* **What you will do**: Reproduce only the records from the line with "Check that every instance of the asphalt" up to and including the line with "[[134, 501]]", requests included. Shift the keypoint coordinates in the answers by adding 119 to every number.

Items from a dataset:
..............................
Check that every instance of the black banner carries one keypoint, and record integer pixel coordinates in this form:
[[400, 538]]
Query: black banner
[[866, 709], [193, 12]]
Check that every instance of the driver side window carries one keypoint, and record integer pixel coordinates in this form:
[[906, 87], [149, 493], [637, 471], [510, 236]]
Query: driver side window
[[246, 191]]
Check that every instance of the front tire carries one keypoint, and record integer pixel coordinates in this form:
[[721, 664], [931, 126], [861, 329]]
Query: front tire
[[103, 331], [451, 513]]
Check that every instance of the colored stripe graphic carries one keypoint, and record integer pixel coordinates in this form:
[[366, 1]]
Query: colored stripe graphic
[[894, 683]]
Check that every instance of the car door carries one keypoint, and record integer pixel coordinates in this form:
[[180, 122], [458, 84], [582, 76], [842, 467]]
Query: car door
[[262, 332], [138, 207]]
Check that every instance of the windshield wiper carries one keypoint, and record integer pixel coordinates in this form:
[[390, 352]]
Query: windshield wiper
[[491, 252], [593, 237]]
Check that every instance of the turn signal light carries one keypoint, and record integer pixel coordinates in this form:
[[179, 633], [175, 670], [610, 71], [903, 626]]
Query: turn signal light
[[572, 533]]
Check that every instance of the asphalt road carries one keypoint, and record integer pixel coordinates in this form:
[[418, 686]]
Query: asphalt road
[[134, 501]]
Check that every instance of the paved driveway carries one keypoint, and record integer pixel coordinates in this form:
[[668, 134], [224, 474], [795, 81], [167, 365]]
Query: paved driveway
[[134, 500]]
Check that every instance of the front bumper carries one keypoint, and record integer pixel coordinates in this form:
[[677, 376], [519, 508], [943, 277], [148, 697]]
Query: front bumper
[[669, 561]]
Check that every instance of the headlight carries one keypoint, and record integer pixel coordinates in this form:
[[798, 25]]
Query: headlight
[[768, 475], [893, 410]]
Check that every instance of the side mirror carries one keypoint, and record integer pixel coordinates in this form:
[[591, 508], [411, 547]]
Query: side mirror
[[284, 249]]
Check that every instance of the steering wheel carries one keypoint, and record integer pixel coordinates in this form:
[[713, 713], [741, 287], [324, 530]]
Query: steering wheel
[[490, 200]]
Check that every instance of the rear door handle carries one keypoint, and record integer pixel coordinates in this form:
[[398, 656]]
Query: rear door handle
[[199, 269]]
..............................
* **Expected answer**:
Check that every instance of the asphalt road carries one keypoint, and record integer pixel coordinates in this form:
[[418, 686]]
Query: asphalt road
[[253, 620]]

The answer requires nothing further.